- **EXTRACT**
Trace amine-associated receptor 1 (TAAR1) agonism for psychosis: a living systematic review and meta-analysis of human and non-human data

Spyridon Siafis  1   2 Virginia Chiocchia  3 Malcolm R Macleod  4 Charlotte Austin  5   6 Ava Homiar  5   6 Francesca Tinsdeall  4 Claire Friedrich  5   6 Fiona J Ramage  4 Jaycee Kennett  5   6 Nobuyuki Nomura  1   2 Olena Maksym  4 Grazia Rutigliano  7 Luke J Vano  7 Robert A McCutcheon  5   6   7   8 David Gilbert  9 Edoardo G Ostinelli  5   6   8 Claire Stansfield  10 Hossein Dehdarirad  10 Damian Omari Juma  11 Simonne Wright  12 Ouma Simple  12 Olufisayo Elugbadebo  13 Thomy Tonia  3 Ioannis Mantas  14 Oliver D Howes  7   15 Toshi A Furukawa  16   17 Lea Milligan  18 Carmen Moreno  19 Julian H Elliott  20   21 Janna Hastings  22   23 James Thomas  10 Susan Michie  24 Emily S Sena  4 Soraya Seedat  12 Matthias Egger  3 Jennifer Potts  5   6 Andrea Cipriani #  5   6   8 Georgia Salanti #  3 Stefan Leucht #  1   2
Affiliations

Trace amine-associated receptor 1 (TAAR1) agonism for psychosis: a living systematic review and meta-analysis of human and non-human data

Spyridon Siafis et al. Wellcome Open Res. .

Abstract

Background: Trace amine-associated receptor 1 (TAAR1) agonism shows promise for treating psychosis, prompting us to synthesise data from human and non-human studies.

Methods: We co-produced a living systematic review of controlled studies examining TAAR1 agonists in individuals (with or without psychosis/schizophrenia) and relevant animal models. Two independent reviewers identified studies in multiple electronic databases (until 17.11.2023), extracted data, and assessed risk of bias. Primary outcomes were standardised mean differences (SMD) for overall symptoms in human studies and hyperlocomotion in animal models. We also examined adverse events and neurotransmitter signalling. We synthesised data with random-effects meta-analyses.

Results: Nine randomised trials provided data for two TAAR1 agonists (ulotaront and ralmitaront), and 15 animal studies for 10 TAAR1 agonists. Ulotaront and ralmitaront demonstrated few differences compared to placebo in improving overall symptoms in adults with acute schizophrenia (N=4 studies, n=1291 participants; SMD=0.15, 95%CI: -0.05, 0.34), and ralmitaront was less efficacious than risperidone (N=1, n=156, SMD=-0.53, 95%CI: -0.86, -0.20). Large placebo response was observed in ulotaront phase-III trials. Limited evidence suggested a relatively benign side-effect profile for TAAR1 agonists, although nausea and sedation were common after a single dose of ulotaront. In animal studies, TAAR1 agonists improved hyperlocomotion compared to control (N=13 studies, k=41 experiments, SMD=1.01, 95%CI: 0.74, 1.27), but seemed less efficacious compared to dopamine D 2 receptor antagonists (N=4, k=7, SMD=-0.62, 95%CI: -1.32, 0.08). Limited human and animal data indicated that TAAR1 agonists may regulate presynaptic dopaminergic signalling.

- **INFORMATION SUPPLIED**
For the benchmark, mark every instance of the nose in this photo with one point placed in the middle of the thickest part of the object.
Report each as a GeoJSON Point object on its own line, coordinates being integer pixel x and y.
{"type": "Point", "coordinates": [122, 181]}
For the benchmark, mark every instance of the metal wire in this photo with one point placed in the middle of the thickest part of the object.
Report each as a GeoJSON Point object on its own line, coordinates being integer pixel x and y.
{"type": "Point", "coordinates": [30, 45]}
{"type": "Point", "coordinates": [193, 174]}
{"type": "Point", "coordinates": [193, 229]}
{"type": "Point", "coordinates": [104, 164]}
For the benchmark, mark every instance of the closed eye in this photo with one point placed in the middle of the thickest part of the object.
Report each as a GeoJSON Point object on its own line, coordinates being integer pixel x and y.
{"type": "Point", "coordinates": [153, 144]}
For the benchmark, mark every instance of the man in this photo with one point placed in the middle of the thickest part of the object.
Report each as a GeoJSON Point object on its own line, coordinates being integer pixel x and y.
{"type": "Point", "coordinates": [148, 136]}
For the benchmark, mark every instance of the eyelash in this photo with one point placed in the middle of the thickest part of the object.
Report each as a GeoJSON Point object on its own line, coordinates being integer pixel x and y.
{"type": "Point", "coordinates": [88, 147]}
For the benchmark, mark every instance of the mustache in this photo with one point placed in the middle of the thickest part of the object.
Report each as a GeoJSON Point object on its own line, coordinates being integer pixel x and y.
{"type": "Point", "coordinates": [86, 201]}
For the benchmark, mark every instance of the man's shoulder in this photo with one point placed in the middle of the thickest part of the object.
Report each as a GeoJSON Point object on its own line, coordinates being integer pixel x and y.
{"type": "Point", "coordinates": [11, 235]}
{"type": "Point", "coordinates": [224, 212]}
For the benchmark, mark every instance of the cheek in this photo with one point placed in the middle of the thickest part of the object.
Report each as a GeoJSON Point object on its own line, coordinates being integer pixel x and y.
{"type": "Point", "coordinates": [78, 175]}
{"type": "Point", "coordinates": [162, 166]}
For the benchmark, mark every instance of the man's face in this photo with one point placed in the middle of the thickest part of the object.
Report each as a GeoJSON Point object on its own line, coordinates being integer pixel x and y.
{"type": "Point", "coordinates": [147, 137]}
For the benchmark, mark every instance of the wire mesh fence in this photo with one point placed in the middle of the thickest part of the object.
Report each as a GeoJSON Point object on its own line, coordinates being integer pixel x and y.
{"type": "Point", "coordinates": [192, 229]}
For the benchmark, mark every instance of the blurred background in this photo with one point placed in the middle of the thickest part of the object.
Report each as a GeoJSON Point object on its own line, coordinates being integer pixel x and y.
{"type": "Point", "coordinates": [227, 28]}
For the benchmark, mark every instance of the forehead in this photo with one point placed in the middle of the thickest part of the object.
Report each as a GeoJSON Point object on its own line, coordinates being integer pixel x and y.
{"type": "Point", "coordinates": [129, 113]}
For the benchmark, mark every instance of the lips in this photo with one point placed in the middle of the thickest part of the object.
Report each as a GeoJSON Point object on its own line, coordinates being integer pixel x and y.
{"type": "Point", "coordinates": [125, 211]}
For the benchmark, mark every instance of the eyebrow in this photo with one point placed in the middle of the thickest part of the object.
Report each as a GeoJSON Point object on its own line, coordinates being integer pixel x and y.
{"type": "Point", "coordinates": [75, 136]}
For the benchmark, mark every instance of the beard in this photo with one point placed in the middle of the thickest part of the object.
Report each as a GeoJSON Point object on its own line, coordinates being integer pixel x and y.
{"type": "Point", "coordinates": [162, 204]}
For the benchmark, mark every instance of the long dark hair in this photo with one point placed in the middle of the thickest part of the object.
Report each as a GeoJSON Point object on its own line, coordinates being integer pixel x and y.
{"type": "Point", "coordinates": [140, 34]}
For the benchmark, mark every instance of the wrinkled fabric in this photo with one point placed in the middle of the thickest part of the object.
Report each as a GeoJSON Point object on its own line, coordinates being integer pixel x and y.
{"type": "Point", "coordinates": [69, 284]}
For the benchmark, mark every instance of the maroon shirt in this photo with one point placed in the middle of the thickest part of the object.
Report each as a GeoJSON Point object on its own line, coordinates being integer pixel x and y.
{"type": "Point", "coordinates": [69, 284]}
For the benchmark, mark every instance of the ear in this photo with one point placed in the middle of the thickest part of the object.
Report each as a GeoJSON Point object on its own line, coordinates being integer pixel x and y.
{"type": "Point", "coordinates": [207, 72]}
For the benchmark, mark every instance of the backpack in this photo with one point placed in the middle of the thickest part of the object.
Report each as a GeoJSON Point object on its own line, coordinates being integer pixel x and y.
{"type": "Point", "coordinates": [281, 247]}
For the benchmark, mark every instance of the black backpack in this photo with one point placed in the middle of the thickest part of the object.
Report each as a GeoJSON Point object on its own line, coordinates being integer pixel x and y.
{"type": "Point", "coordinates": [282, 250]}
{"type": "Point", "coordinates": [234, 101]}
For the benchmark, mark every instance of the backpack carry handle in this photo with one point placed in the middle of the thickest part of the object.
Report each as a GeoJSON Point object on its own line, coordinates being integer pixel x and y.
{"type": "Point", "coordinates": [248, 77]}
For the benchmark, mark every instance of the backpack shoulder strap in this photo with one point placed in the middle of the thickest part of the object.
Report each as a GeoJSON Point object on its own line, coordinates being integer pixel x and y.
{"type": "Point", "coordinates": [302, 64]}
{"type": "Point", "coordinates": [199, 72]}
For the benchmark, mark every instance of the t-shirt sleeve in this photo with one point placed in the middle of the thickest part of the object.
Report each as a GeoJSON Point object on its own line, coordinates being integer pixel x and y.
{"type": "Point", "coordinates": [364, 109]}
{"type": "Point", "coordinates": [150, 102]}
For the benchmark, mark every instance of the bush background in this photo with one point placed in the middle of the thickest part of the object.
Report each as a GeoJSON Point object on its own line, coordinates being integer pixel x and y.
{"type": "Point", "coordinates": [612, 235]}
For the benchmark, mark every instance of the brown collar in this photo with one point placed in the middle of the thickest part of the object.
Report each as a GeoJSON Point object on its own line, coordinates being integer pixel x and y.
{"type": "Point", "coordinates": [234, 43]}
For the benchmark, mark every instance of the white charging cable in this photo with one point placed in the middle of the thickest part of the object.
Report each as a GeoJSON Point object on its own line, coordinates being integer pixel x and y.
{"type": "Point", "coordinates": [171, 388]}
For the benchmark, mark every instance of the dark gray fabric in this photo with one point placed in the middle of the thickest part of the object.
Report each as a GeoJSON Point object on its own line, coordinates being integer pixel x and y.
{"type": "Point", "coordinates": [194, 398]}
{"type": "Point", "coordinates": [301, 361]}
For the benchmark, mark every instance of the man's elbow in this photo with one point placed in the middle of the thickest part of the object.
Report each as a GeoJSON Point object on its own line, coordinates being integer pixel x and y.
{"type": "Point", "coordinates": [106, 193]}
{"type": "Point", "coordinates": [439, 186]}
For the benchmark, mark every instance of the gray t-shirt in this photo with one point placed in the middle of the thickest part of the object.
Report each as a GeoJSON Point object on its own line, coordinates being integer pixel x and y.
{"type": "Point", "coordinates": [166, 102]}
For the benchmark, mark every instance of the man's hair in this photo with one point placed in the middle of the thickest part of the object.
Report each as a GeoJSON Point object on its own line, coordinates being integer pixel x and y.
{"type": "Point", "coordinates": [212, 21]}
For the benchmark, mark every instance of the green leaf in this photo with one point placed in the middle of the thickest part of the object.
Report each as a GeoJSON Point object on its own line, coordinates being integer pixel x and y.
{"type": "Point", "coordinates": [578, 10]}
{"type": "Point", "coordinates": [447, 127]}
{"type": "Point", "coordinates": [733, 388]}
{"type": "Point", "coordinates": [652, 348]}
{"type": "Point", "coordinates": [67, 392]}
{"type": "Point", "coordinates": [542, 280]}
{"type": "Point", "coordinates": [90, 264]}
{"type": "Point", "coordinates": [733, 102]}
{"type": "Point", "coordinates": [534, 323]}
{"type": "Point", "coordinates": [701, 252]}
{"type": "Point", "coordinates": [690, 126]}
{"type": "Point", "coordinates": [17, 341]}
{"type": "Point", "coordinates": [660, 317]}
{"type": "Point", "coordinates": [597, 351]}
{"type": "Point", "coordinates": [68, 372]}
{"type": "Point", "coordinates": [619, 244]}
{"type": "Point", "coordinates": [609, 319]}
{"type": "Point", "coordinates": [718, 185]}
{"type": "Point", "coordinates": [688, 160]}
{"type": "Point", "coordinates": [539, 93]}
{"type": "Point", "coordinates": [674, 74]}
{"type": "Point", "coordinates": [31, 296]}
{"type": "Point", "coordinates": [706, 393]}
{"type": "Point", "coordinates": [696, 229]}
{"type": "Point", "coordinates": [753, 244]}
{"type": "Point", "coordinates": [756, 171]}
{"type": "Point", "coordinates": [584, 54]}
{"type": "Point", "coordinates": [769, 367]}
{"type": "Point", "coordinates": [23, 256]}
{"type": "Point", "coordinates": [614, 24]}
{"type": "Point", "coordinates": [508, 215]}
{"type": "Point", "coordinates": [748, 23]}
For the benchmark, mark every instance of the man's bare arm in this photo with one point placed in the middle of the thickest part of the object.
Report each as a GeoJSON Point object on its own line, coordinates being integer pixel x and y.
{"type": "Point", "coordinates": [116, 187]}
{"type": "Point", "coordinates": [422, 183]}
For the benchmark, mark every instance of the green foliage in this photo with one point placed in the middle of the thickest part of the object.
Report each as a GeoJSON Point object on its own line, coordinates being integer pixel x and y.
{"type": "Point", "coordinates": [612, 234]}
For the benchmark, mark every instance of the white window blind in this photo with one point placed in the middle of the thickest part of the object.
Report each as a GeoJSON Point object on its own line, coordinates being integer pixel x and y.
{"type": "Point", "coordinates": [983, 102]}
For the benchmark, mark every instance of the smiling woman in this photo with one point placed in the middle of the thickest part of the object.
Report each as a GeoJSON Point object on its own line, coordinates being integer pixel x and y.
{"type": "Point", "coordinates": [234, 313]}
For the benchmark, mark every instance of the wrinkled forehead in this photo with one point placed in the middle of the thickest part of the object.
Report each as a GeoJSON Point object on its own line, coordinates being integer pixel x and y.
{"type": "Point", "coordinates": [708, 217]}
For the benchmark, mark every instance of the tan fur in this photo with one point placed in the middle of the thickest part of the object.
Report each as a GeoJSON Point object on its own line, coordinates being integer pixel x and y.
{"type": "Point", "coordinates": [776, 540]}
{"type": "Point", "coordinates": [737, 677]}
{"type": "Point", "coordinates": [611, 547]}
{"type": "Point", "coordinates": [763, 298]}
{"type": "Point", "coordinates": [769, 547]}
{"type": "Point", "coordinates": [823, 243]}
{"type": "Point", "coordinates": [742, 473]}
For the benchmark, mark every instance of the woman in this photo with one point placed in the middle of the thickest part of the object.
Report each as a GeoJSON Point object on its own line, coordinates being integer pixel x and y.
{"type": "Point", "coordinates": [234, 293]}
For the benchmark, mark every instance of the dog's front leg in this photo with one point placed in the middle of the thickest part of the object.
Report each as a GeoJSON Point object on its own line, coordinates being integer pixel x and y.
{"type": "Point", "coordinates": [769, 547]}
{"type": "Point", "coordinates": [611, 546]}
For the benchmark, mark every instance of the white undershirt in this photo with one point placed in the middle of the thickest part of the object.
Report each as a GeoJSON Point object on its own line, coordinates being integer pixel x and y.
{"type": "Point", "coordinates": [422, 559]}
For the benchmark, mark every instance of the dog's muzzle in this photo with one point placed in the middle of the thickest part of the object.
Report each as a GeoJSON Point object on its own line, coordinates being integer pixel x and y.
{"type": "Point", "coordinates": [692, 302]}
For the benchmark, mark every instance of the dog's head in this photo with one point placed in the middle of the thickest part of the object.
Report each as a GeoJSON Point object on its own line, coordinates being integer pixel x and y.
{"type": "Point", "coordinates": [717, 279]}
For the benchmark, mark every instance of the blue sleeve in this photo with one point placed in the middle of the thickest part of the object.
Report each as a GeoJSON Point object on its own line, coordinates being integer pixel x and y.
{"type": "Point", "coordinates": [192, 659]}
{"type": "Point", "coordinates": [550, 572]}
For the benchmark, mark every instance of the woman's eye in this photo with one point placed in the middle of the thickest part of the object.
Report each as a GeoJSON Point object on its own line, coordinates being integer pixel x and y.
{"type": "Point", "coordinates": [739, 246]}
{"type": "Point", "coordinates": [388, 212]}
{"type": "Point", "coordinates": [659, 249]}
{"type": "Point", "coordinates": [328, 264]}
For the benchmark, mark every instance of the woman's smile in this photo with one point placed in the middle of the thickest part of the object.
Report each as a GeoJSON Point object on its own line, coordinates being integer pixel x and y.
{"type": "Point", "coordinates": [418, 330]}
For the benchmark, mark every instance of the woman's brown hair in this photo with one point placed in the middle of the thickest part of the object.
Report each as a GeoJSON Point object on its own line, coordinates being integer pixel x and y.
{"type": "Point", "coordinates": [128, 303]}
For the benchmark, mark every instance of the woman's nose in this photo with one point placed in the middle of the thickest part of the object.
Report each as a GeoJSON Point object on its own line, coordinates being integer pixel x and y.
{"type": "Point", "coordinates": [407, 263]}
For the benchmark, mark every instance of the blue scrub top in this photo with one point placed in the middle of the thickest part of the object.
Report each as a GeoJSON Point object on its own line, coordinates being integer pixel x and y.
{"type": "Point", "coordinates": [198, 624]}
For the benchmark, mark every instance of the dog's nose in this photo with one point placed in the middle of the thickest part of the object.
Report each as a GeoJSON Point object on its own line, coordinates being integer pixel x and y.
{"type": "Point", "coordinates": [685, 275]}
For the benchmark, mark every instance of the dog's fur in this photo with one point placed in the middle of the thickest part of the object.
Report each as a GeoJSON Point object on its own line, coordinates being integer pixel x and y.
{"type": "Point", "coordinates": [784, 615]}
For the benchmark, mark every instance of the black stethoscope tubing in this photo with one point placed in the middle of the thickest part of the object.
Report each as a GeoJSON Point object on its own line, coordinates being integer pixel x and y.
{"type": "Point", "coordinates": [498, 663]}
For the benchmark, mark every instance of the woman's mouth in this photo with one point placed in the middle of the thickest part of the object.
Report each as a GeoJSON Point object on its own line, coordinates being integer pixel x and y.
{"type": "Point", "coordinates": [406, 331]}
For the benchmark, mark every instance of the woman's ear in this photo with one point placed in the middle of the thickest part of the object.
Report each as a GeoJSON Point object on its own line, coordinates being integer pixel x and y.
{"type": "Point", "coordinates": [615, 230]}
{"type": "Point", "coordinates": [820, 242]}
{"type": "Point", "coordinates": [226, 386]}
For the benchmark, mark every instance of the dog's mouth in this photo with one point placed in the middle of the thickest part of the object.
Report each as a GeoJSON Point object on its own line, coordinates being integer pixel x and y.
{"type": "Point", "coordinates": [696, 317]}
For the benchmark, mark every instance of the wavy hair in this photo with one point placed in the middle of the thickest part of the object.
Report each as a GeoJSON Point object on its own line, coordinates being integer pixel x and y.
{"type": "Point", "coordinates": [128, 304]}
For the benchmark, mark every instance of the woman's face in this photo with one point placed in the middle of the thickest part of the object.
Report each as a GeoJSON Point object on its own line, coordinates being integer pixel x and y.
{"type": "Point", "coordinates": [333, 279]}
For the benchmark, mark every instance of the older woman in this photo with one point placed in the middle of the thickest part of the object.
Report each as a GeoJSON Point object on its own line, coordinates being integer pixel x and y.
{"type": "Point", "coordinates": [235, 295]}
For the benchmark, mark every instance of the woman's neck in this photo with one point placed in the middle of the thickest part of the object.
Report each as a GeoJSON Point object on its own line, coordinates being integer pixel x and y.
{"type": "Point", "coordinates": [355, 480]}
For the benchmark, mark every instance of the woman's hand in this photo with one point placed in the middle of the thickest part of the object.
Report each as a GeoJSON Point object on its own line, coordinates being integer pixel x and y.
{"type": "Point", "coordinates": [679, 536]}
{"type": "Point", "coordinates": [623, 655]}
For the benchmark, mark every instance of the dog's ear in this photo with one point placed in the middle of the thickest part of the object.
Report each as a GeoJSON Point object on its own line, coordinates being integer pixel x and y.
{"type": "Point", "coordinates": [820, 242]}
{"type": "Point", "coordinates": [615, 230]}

- **ACTIVITY LIST**
a - In the TAAR1 abstract, translate this sentence into Spanish: "Large placebo response was observed in ulotaront phase-III trials."
b - According to the TAAR1 abstract, how many randomized trials provided data for the two TAAR1 agonists?
c - Rewrite the paragraph of the TAAR1 abstract beginning "Methods: We co-produced" as a bulleted list that keeps its main facts.

- **YOUR RESPONSES**
a - Se observó una gran respuesta al placebo en los ensayos de fase III de ulotaront.

b - Nine.

c -
- Design: a co-produced living systematic review of controlled studies of TAAR1 agonists in individuals (with or without psychosis/schizophrenia) and in relevant animal models.
- Search and review: two independent reviewers searched multiple electronic databases (until 17.11.2023), extracted data, and assessed risk of bias.
- Primary outcomes: standardised mean differences (SMD) for overall symptoms in human studies and for hyperlocomotion in animal models.
- Other outcomes: adverse events and neurotransmitter signalling.
- Synthesis: random-effects meta-analyses.